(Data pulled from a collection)
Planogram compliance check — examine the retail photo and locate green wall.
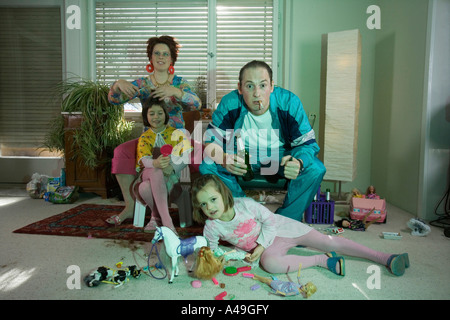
[283,0,376,195]
[281,0,428,213]
[371,0,428,213]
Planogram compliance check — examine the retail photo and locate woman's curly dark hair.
[147,36,181,65]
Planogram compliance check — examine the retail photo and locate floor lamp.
[319,30,361,199]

## What you should do
Please format every line of the entries above as a JSON list of strings, one string per line, skipping blank lines and leaving out the pictures.

## Solution to this task
[
  "Planogram compliance check — examine the retail photo and locate green wall.",
  "[283,0,376,195]",
  "[281,0,428,213]",
  "[371,0,428,213]",
  "Planogram compliance check — examine the retail photo and locate woman's curly dark hair.",
  "[147,36,181,65]",
  "Planogram compliance check — examine the retail photo and locate floor lamp.",
  "[319,30,361,199]"
]